Give again, word for word, only the lines from the one containing "crowd in the photo above." through the final line.
── Records
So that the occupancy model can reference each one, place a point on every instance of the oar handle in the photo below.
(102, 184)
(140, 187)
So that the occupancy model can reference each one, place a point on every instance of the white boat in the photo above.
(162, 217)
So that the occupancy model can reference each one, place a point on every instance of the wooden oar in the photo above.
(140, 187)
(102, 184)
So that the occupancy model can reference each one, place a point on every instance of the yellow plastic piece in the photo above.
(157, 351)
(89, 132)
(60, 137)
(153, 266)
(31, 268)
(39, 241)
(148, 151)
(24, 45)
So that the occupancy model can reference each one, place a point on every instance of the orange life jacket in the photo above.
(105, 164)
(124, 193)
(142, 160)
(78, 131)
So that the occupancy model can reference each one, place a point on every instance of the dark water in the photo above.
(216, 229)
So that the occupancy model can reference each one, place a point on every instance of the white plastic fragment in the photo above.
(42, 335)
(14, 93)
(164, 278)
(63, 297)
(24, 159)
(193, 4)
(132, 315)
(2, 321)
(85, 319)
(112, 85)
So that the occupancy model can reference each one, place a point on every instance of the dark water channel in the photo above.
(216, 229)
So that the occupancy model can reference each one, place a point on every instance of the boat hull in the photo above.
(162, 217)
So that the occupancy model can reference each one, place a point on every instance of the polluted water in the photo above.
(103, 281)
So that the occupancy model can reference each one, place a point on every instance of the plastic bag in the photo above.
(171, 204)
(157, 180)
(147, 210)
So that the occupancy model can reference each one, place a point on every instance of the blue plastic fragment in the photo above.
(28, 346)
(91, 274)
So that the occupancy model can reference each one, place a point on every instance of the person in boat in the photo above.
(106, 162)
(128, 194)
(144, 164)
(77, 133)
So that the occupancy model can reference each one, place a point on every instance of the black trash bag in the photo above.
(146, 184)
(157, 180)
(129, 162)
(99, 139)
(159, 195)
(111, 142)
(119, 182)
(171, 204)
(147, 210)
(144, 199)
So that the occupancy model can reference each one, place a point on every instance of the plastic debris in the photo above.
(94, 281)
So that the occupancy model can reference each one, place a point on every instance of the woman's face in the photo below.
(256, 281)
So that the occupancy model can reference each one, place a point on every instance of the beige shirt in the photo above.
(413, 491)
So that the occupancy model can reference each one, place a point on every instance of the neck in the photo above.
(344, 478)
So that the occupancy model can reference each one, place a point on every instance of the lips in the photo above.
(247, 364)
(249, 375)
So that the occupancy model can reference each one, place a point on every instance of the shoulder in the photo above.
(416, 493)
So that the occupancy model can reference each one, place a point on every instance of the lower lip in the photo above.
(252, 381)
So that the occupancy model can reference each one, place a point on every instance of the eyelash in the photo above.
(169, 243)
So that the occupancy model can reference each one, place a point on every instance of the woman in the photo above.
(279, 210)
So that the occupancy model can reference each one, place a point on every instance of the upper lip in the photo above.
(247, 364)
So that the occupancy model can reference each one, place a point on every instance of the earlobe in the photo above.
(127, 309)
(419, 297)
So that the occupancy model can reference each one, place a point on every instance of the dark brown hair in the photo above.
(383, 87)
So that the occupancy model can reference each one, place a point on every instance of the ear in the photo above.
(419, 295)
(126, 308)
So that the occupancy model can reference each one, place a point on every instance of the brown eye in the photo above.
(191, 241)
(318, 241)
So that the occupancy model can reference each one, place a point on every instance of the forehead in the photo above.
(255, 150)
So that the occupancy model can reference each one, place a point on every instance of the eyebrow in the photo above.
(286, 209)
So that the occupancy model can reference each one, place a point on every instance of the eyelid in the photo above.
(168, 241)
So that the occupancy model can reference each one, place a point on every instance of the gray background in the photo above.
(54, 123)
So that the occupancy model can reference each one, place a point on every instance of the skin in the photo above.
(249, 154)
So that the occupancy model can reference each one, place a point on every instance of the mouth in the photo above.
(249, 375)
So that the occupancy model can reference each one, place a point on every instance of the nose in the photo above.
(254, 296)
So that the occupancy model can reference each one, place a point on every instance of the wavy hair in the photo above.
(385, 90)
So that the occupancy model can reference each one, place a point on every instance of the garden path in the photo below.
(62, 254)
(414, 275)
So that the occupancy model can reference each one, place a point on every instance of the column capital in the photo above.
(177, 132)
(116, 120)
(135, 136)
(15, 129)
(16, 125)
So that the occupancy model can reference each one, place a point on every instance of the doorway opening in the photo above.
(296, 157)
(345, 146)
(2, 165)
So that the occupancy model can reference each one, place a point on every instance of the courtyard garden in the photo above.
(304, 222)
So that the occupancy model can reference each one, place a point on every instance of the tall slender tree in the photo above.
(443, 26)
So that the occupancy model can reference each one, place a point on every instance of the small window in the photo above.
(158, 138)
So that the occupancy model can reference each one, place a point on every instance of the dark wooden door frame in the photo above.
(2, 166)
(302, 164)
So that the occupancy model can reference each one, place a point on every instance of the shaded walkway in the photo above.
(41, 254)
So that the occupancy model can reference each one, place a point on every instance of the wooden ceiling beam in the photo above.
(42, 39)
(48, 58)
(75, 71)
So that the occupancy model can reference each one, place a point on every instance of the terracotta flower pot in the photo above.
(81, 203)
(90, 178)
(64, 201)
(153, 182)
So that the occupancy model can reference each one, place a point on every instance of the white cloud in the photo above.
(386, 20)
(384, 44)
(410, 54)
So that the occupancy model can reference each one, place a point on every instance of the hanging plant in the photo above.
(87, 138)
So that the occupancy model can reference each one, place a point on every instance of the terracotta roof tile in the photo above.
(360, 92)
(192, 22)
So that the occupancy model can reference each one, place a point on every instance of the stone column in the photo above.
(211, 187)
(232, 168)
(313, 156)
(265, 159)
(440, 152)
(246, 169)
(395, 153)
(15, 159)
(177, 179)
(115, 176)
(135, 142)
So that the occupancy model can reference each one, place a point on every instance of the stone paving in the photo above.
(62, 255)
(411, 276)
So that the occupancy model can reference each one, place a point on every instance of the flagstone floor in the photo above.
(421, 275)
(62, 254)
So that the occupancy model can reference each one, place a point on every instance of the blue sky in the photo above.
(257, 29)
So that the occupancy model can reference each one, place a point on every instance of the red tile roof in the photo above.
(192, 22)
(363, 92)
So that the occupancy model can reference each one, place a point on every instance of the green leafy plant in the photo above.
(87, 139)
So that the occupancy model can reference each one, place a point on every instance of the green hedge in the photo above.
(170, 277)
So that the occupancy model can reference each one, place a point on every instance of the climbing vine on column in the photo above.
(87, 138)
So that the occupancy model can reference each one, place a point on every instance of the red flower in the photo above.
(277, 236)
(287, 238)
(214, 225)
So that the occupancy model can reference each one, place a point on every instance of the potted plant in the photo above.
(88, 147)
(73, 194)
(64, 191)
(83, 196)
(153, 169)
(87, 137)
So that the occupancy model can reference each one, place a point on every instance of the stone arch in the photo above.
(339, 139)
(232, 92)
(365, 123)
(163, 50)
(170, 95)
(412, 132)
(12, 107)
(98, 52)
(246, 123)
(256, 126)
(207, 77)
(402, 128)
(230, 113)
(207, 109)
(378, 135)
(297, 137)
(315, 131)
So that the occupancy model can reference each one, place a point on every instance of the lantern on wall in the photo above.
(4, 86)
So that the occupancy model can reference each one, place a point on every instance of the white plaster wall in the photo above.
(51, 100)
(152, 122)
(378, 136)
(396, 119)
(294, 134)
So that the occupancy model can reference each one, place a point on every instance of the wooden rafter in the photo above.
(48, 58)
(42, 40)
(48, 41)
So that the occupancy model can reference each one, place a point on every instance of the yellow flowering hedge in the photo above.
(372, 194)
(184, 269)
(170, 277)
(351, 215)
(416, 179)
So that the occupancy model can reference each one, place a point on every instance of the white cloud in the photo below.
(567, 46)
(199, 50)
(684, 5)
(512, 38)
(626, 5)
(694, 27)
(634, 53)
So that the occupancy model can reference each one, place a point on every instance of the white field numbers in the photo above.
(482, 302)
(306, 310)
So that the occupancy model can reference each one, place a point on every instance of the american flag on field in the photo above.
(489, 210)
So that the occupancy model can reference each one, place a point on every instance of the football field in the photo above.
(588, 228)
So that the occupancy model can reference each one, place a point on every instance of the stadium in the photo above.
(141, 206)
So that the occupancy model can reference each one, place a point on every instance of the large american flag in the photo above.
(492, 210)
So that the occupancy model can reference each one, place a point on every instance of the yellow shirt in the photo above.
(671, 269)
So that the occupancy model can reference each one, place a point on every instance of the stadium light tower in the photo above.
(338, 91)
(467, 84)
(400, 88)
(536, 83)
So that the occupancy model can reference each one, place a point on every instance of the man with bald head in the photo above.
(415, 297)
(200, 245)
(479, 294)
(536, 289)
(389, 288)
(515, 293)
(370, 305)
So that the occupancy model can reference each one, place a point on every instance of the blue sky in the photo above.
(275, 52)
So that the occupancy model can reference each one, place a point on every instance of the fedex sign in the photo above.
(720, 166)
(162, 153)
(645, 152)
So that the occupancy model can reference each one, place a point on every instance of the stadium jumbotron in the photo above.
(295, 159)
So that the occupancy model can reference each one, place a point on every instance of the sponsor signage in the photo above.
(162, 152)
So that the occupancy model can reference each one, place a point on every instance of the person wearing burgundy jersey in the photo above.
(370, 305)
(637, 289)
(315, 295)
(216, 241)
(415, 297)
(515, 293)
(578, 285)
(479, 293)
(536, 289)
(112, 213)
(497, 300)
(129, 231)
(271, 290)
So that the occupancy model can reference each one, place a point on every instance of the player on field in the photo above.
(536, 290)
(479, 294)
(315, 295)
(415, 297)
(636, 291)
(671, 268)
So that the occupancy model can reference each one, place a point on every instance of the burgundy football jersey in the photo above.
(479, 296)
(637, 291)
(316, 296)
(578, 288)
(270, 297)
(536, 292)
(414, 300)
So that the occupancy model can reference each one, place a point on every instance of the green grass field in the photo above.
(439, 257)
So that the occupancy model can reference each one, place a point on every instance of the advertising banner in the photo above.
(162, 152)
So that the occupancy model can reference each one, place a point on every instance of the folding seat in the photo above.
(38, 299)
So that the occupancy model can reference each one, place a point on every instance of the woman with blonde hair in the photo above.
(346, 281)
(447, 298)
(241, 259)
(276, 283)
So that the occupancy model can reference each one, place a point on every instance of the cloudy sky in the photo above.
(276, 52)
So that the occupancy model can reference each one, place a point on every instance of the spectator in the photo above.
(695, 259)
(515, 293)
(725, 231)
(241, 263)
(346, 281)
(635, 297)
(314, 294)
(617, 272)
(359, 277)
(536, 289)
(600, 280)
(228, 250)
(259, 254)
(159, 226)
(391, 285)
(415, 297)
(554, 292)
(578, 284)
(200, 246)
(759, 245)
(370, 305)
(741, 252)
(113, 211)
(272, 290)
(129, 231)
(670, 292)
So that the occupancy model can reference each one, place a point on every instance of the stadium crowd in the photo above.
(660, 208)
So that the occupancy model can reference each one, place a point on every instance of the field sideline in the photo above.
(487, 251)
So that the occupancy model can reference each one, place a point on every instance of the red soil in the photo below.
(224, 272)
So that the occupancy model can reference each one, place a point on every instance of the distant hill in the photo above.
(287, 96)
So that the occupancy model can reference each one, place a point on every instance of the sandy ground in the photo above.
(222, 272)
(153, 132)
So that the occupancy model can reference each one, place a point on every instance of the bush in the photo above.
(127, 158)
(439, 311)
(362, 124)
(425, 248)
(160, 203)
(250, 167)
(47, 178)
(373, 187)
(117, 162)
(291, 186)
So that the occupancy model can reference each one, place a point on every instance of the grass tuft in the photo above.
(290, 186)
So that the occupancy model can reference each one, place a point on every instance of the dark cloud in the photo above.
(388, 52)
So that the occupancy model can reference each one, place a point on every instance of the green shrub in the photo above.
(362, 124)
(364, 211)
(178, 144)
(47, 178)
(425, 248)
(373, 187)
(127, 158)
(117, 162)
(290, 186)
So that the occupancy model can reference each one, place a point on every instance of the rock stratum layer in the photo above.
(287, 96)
────
Solved problem.
So that the occupancy model can reference each one, place a point on every instance of the stadium crowd in the photo above.
(660, 208)
So that the occupancy model can reference each one, place a point on every instance of the field sideline in the photo above.
(487, 251)
So that the occupancy model can reference each one, place a point on every instance of the red soil in the photo below.
(224, 272)
So that the occupancy model can reference each one, place a point on every instance of the distant hill in the photo above.
(287, 96)
So that the occupancy model can reference each one, place a point on every instance of the sandy ground in the photo above.
(222, 272)
(153, 132)
So that the occupancy model can reference each one, place a point on every instance of the bush in the photo above.
(127, 158)
(439, 311)
(362, 124)
(425, 248)
(160, 203)
(250, 167)
(47, 178)
(373, 187)
(117, 162)
(291, 186)
So that the occupancy model can reference each one, place a point on every instance of the grass tuft in the photo above.
(290, 186)
So that the occupancy model can reference each one, place a point on every instance of the dark cloud in the photo above.
(388, 52)
So that the occupancy model can reference each one, place a point on every instance of the green shrub in the photo above.
(362, 124)
(364, 211)
(178, 144)
(47, 178)
(425, 248)
(373, 187)
(127, 158)
(117, 162)
(290, 186)
So that the occupancy model can reference each one, place a point on every instance of the rock stratum layer in the photo above.
(287, 96)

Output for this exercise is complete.